EXERCISE A: Print the stretch from "Field Guide: Determined" through "the gallery’s attendees." in the passage on Determined by the river.
EXERCISE B: List each line of the listing that contains the string "trunk".

--- Start SELECTED EXTRACT ---

Field Guide: Determined by the river Remai Modern
Remai Modern
OCTOBER 21, 2017–JANUARY 7, 2018 SASKATOON, CANADA
Determined by the river (2017) is the poetic first gesture in the Remai Modern’s inaugural exhibition, Field Guide, curated by Gregory Burke and Sandra Guimarães. A “first gesture” not only because Duane Linklater and Tanya Lukin Linklater’s smart, collections-based installation urges its audiences to think carefully about the history and future of the gallery on the occasion of its unveiling, but also because the work occupies the Connect Gallery, the Remai’s free, ground-floor space—making it the initial (and potentially only) encounter for the gallery’s attendees.
The duo take the Saskatchewan River as the project’s conceptual core, building the skeleton of a boat as an alternative display apparatus, and installing works by Indigenous artists from The Mendel Art Gallery Collection at Remai Modern in conversation with their own sculptural gestures. The river, and its accompanying multiform narratives of connectivity, fertility, trade, sustenance, migration, extraction, settlement and temporality, is not only the project’s subject but also its site, with the Remai being on the banks of the River Landing development, which bills itself as “Saskatchewan’s premier residential and destination centre.”¹ Configured across the apparatus of the ship’s framework, works by William Noah, Irene Avaalaaqiaq Tiktaalaaq, RCA, Eli Tikeayak (1933–1996), Allen Sapp, OC, RCA, Robert Houle, RCA, Ruth Cuthand, Daphne Odjig, CM, OBC, RCA, George Tatanniq (1910–1991), Kenojuak Ashevak, CC, ON,
RCA (1927–2013), Laurent Aksadjuak (1935–2002), and Pudlo Pudlat (1916–1992) are propped across a set of low shelves— a strategy that suggests a precise partialness, as if these works could be reconsidered and reconfigured based on conversations and emergent relations between them. The works are not anchored but ready to move and enliven each other.

--- End SELECTED EXTRACT ---
--- Start MATERIAL FOR THE TASK ---

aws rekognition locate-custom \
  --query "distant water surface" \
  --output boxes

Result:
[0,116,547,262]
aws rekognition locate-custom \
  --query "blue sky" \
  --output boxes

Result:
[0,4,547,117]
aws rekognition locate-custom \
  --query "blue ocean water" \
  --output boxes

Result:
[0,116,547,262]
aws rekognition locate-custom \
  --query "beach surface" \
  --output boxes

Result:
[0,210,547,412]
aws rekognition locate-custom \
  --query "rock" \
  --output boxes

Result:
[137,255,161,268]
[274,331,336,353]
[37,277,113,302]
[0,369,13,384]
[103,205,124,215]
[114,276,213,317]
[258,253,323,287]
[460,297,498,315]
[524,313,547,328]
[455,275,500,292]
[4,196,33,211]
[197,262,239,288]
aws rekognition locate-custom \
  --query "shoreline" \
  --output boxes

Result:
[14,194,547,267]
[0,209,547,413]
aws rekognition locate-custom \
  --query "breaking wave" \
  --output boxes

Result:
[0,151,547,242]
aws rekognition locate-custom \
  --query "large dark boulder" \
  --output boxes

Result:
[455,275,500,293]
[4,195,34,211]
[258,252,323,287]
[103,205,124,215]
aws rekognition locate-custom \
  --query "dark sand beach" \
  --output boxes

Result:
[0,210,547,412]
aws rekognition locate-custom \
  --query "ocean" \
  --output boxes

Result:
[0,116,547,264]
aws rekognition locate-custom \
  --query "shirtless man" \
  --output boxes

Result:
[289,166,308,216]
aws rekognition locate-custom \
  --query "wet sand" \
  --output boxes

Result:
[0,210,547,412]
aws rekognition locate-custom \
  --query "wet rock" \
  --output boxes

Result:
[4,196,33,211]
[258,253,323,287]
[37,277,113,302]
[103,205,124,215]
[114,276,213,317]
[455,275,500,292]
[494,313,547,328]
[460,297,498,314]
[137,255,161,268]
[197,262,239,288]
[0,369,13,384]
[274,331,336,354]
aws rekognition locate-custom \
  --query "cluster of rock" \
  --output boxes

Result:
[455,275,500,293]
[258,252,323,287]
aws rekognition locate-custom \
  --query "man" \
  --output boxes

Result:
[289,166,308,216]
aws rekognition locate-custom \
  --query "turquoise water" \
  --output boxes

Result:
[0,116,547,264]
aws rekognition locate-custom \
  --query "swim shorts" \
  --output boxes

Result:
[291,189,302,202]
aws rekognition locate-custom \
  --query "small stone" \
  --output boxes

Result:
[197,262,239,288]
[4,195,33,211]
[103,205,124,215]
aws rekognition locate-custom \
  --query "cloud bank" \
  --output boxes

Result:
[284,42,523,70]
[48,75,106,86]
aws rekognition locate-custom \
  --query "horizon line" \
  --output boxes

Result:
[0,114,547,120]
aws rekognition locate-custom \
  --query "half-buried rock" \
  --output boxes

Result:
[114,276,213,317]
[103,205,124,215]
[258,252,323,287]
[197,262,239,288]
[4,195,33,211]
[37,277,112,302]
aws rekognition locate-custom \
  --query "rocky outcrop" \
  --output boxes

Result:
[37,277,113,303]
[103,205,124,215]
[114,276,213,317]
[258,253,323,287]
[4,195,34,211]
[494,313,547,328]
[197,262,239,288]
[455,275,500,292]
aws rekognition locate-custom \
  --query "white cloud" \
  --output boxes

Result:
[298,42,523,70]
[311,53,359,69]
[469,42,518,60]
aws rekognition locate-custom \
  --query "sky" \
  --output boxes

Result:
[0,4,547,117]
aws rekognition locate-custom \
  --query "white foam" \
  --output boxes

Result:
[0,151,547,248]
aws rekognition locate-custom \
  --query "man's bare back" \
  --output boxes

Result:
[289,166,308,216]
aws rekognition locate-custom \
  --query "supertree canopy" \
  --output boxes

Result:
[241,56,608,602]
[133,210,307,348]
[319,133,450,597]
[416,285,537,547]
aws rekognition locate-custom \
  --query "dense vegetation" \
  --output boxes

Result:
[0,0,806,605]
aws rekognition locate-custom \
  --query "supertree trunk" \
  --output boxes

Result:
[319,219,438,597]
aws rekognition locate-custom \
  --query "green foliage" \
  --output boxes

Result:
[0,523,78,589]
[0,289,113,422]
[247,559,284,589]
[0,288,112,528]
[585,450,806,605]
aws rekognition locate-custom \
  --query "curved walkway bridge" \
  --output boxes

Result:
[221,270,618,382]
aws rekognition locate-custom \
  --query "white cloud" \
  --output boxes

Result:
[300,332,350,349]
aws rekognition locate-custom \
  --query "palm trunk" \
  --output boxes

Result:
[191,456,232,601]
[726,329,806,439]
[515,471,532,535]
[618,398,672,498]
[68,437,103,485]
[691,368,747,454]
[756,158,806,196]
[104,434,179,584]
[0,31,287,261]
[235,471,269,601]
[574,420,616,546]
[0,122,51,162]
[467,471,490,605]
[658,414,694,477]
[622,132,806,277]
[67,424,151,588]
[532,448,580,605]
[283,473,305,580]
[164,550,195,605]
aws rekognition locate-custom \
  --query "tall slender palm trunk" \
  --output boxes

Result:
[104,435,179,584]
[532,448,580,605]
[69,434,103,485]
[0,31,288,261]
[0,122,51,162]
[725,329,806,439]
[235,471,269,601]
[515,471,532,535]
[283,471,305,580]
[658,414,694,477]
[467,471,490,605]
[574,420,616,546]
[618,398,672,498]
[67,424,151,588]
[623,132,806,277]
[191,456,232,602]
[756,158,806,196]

--- End MATERIAL FOR THE TASK ---

EXERCISE RESULT A:
Field Guide: Determined by the river Remai Modern
Remai Modern
OCTOBER 21, 2017–JANUARY 7, 2018 SASKATOON, CANADA
Determined by the river (2017) is the poetic first gesture in the Remai Modern’s inaugural exhibition, Field Guide, curated by Gregory Burke and Sandra Guimarães. A “first gesture” not only because Duane Linklater and Tanya Lukin Linklater’s smart, collections-based installation urges its audiences to think carefully about the history and future of the gallery on the occasion of its unveiling, but also because the work occupies the Connect Gallery, the Remai’s free, ground-floor space—making it the initial (and potentially only) encounter for the gallery’s attendees.

EXERCISE RESULT B:
  --query "supertree trunk" \
  --query "palm trunk" \
  --query "tall slender palm trunk" \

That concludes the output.